About this task: Among the entries below, find the lines with the word "cloud" and return them.

Dataset entries:
- Opening Delimiter -
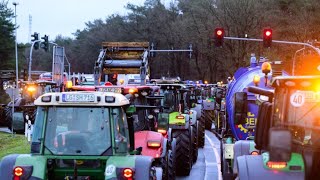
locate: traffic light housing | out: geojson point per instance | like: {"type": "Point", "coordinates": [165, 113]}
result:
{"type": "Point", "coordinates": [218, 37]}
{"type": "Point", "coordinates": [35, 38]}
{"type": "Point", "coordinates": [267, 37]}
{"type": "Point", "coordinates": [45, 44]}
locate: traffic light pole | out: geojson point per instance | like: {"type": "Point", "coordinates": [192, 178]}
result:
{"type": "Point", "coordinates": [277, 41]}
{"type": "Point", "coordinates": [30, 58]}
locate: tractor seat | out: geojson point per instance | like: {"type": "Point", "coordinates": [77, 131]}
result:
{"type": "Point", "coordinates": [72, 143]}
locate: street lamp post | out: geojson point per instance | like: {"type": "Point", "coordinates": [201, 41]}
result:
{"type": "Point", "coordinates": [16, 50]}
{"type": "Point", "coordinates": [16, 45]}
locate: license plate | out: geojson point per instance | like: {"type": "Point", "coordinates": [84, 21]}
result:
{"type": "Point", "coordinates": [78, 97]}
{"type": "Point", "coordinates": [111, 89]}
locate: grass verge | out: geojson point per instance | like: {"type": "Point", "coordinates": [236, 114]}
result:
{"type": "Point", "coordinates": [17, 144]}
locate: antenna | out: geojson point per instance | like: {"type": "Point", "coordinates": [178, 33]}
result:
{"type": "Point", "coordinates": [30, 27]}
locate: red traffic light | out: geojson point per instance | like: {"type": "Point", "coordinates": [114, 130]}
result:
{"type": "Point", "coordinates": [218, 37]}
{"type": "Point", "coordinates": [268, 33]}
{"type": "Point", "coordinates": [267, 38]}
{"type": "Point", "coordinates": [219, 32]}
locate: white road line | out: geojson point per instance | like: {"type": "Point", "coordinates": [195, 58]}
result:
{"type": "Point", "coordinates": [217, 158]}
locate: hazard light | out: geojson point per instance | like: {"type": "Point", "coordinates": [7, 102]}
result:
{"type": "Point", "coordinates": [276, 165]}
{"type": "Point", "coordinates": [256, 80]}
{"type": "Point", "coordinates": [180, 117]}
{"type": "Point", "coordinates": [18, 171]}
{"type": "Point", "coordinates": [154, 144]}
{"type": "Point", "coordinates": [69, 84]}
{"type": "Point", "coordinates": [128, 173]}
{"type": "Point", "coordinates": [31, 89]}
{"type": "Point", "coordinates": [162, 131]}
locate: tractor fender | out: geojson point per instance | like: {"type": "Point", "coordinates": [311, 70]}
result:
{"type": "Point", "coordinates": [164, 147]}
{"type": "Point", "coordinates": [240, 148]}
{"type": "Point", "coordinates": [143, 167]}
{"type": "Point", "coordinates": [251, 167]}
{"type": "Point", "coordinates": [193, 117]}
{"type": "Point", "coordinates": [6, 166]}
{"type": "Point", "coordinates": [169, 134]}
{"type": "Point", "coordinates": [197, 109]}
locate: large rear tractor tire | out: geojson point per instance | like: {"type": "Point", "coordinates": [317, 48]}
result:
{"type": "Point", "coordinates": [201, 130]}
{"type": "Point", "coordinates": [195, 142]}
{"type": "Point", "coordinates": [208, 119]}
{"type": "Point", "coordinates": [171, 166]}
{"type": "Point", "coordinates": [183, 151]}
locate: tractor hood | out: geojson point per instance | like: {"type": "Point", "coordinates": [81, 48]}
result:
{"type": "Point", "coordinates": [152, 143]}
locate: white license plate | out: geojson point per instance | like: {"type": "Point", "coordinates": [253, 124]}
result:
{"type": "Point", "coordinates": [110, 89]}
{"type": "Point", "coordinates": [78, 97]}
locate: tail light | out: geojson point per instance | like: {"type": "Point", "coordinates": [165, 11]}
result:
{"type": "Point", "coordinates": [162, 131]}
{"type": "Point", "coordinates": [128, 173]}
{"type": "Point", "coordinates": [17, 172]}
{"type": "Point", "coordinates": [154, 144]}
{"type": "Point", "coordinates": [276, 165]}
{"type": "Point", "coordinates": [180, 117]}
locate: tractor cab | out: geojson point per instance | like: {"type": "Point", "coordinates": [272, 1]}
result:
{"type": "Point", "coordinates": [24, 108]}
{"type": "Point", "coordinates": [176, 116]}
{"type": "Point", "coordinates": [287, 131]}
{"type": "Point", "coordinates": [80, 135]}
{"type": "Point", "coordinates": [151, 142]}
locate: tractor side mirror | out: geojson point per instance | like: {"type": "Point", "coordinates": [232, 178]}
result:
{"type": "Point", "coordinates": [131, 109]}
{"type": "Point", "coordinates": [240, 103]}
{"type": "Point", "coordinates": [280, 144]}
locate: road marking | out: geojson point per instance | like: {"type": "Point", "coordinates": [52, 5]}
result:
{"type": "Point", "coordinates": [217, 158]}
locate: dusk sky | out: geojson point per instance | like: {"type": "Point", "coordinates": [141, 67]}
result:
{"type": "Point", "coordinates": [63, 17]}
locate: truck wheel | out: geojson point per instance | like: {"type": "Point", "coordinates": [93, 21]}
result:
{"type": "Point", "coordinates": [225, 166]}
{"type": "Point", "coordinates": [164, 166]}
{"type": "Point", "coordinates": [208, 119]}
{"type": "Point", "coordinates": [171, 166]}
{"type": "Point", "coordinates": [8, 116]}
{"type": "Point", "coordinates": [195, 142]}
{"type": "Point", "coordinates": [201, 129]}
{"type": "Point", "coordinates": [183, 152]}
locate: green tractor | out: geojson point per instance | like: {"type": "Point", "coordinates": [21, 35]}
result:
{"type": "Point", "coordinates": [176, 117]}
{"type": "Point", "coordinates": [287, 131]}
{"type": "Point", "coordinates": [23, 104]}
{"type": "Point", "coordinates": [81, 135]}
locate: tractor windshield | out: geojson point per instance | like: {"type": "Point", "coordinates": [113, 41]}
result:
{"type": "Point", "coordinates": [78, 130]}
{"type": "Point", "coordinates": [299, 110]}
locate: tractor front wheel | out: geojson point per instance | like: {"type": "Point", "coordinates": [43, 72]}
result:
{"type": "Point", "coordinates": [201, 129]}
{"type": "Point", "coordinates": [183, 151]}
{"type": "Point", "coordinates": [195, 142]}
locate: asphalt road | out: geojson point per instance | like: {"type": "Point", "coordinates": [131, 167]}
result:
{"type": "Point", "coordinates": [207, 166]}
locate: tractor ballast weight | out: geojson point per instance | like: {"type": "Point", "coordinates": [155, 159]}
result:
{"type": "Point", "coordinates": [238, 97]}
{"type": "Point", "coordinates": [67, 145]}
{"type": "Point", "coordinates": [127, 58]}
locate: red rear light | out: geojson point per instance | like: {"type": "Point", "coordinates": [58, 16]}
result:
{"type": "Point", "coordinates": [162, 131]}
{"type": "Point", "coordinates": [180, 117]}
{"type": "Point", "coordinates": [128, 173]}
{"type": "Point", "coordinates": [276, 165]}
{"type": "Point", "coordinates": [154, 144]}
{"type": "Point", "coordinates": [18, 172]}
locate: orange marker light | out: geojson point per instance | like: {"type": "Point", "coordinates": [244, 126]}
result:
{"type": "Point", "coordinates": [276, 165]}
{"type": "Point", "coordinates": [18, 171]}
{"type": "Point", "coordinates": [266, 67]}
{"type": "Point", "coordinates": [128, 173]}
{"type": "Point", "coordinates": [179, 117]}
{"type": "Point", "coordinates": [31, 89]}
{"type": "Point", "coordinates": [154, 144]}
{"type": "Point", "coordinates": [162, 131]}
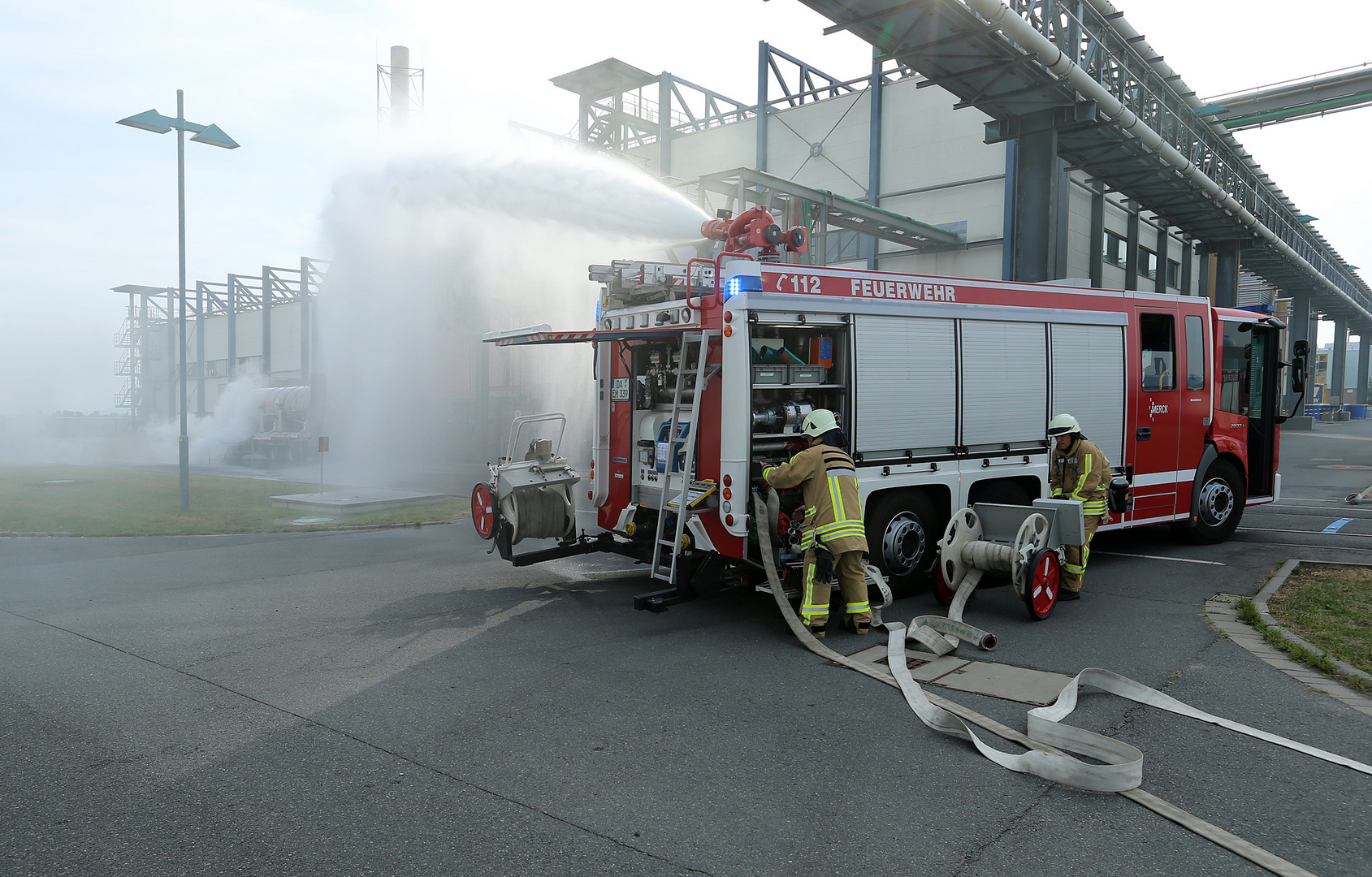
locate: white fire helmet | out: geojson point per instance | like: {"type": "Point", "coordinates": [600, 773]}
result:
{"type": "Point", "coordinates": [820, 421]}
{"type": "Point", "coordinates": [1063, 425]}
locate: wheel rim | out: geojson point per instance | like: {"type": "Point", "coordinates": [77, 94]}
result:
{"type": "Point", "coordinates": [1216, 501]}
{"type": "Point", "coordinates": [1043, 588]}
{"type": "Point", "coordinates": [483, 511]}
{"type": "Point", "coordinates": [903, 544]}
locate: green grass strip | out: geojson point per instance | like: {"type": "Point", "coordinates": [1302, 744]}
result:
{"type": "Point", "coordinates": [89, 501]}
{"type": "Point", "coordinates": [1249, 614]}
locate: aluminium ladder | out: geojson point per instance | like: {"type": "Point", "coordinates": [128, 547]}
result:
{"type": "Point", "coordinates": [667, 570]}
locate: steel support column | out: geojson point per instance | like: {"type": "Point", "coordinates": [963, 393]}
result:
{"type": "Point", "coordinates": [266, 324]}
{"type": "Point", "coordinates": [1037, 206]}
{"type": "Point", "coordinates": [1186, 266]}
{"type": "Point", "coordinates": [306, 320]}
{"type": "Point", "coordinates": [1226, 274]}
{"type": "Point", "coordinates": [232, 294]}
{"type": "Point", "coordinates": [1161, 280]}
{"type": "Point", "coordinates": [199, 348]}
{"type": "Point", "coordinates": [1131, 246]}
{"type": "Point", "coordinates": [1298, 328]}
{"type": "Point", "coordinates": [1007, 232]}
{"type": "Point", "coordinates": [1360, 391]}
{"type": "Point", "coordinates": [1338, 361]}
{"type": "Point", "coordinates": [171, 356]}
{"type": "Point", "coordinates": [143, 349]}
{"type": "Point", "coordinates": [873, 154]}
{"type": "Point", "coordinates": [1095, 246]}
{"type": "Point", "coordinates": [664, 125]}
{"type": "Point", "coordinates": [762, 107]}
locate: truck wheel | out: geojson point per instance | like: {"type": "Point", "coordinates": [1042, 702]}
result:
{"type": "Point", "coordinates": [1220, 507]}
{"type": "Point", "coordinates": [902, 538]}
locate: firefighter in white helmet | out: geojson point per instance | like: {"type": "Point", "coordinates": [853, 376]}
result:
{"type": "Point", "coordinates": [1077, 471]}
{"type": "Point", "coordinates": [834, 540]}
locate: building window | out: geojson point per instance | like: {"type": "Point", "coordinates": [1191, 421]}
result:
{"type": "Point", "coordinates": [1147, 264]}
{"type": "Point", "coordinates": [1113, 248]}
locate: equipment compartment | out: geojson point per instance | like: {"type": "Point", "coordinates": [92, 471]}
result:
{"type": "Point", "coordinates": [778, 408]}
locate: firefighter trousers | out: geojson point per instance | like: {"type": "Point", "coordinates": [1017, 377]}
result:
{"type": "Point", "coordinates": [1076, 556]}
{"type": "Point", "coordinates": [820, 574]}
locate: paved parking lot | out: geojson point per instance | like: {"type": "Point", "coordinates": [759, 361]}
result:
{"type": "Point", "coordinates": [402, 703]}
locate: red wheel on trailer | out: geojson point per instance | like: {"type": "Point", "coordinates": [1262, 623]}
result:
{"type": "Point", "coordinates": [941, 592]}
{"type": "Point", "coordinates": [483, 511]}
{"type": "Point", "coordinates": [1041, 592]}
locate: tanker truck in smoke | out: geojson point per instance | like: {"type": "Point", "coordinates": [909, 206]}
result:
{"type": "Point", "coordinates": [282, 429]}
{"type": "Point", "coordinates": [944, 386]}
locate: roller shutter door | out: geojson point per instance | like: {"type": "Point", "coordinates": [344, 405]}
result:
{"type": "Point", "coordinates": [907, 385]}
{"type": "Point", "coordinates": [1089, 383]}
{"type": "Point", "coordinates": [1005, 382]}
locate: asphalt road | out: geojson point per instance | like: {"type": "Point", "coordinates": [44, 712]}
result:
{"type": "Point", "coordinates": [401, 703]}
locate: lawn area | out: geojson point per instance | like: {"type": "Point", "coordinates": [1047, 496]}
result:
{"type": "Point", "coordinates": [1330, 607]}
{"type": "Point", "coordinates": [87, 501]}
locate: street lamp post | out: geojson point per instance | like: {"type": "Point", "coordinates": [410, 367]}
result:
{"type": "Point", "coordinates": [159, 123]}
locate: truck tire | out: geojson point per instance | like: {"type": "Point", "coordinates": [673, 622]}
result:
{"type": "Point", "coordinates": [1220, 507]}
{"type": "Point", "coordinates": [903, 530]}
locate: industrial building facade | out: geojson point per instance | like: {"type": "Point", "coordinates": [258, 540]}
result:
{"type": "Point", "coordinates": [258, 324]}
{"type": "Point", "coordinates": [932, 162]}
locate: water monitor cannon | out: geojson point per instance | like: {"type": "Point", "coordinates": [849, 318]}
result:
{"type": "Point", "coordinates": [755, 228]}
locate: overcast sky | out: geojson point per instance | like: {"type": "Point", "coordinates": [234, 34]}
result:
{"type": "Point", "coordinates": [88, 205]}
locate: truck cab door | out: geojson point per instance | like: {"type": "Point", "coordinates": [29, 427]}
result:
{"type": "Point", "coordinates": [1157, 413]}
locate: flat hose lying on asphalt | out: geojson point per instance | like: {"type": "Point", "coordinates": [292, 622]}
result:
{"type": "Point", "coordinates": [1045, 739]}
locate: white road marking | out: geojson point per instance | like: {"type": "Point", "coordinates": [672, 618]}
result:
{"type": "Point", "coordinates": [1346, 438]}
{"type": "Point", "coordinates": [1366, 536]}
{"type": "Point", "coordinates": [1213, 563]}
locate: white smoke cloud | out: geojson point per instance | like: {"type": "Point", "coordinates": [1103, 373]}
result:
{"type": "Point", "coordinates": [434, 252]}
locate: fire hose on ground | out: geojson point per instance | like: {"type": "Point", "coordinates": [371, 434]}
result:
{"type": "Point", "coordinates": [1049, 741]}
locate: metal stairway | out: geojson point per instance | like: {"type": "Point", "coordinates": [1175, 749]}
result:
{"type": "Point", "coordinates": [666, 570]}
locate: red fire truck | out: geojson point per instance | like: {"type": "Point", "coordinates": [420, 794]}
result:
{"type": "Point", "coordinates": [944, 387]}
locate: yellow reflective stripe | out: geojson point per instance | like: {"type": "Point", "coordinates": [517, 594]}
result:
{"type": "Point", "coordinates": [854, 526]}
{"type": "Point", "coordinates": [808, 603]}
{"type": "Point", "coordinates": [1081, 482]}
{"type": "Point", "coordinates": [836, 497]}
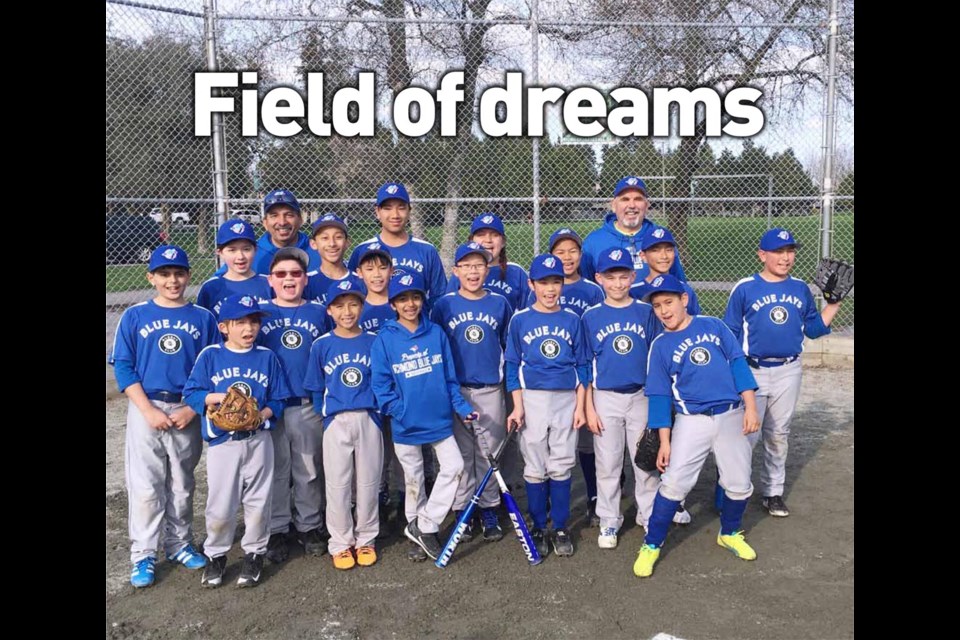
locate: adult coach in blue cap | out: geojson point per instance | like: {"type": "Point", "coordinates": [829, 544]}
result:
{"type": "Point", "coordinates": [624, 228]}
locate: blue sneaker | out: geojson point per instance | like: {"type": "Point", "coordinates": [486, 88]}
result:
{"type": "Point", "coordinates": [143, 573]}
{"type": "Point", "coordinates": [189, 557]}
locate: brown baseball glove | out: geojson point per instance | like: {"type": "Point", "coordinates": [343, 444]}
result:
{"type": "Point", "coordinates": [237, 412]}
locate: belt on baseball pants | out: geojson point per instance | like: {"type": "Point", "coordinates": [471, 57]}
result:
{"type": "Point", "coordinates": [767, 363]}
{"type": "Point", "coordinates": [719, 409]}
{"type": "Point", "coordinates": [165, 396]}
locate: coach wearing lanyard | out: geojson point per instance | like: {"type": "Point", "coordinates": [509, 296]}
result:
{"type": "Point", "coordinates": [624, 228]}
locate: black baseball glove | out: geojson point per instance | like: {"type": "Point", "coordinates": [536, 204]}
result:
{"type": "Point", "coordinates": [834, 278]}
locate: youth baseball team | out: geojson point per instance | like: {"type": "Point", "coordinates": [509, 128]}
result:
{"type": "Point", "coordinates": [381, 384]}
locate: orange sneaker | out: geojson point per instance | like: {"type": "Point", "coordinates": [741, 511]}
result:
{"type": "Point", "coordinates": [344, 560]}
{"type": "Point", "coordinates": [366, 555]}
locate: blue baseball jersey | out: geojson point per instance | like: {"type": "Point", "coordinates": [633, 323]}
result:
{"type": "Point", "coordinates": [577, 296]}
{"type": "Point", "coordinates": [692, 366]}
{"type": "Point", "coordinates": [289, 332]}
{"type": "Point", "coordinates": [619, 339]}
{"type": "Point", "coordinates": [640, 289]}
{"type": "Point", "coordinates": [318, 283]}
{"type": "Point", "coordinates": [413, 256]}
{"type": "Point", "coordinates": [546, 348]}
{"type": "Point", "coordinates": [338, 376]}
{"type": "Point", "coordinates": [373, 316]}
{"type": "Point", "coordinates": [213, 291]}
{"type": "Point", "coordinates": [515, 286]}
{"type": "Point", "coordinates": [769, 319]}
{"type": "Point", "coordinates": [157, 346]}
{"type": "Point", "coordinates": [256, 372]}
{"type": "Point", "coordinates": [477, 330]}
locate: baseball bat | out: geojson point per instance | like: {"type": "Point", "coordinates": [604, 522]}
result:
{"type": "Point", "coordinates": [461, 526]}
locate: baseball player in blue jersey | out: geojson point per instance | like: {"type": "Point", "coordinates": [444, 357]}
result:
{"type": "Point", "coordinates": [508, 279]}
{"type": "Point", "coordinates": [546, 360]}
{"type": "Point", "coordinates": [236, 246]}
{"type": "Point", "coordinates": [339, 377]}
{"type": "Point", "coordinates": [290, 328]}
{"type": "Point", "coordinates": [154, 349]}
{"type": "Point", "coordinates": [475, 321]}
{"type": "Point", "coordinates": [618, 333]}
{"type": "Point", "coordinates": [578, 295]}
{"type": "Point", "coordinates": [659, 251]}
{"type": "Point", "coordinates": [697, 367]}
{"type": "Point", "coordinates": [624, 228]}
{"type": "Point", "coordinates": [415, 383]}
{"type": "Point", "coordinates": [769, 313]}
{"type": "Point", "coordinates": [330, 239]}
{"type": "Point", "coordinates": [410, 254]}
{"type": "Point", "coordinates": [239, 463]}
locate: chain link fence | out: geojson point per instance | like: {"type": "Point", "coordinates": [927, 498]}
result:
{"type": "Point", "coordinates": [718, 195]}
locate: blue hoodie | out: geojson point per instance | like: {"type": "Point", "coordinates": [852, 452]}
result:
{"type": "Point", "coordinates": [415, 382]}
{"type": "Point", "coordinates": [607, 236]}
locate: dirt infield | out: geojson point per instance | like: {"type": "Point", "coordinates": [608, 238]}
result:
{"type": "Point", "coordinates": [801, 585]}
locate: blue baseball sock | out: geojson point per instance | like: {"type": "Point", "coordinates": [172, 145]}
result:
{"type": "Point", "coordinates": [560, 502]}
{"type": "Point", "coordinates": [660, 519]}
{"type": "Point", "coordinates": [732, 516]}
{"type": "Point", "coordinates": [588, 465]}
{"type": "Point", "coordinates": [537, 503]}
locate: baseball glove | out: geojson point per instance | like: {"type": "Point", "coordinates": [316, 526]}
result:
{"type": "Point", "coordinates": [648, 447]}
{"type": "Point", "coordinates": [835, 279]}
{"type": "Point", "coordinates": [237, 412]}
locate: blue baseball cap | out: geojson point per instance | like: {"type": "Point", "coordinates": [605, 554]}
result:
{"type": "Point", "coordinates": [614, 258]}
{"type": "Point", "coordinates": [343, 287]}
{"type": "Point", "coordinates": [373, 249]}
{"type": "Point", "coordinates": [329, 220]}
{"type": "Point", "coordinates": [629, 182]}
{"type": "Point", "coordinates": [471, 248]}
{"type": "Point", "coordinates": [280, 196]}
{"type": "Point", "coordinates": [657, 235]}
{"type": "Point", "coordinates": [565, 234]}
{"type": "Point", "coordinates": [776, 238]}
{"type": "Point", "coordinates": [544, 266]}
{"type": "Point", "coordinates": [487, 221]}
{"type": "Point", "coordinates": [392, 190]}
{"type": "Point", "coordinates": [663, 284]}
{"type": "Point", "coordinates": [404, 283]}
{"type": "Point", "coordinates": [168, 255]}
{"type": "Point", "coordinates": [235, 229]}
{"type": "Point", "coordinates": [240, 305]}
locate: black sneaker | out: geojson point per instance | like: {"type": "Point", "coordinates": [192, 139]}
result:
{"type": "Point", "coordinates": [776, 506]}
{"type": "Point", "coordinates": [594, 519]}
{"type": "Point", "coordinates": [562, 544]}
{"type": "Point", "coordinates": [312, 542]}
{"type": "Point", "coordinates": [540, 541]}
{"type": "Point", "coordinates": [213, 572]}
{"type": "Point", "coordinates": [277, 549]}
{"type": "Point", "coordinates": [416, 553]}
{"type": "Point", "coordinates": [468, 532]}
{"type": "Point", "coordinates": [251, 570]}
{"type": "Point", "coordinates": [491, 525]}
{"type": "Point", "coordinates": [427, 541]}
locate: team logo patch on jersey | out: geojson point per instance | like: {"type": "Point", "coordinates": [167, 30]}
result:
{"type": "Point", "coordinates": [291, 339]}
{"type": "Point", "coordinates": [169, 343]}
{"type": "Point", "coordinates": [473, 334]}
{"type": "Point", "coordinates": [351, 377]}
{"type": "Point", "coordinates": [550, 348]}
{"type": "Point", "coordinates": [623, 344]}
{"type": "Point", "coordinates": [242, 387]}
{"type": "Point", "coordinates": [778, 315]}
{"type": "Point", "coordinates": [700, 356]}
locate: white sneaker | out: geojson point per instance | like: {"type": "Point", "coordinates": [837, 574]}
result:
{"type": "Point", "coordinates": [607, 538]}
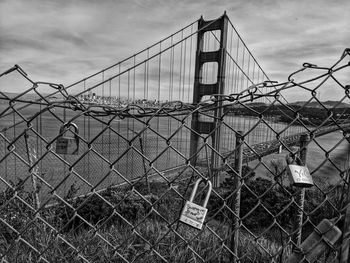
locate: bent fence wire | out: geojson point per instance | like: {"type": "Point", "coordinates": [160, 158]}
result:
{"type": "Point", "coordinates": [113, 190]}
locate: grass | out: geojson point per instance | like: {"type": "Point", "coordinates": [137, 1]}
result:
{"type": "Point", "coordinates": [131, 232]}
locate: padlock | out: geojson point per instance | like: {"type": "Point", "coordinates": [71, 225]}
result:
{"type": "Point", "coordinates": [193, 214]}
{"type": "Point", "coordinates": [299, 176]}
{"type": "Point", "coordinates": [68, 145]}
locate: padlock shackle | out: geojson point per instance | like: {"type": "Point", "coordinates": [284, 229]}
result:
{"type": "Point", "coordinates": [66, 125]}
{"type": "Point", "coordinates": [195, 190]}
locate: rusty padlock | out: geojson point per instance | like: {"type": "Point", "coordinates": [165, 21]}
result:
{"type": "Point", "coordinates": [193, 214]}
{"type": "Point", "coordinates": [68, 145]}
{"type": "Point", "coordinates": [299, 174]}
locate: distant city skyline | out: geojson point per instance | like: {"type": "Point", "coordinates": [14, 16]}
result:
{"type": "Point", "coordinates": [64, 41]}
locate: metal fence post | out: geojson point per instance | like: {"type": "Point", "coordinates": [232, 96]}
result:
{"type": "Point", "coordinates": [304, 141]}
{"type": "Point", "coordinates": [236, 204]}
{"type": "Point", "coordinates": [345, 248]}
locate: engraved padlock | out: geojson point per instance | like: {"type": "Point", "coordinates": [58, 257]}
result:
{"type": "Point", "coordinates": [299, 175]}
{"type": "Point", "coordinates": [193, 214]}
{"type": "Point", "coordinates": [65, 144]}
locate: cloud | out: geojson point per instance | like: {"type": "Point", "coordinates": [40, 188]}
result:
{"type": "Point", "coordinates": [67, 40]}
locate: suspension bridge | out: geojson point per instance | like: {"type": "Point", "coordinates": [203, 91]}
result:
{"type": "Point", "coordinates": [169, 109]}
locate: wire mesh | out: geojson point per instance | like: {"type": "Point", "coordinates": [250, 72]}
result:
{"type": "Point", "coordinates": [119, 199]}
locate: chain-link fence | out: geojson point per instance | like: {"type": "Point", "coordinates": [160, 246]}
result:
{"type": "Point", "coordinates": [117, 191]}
- Closing Delimiter -
Written solution:
locate: white smoke cloud | out: geojson point per instance | like: {"type": "Point", "coordinates": [1103, 373]}
locate: cloud | out: geojson point per instance | like: {"type": "Point", "coordinates": [40, 188]}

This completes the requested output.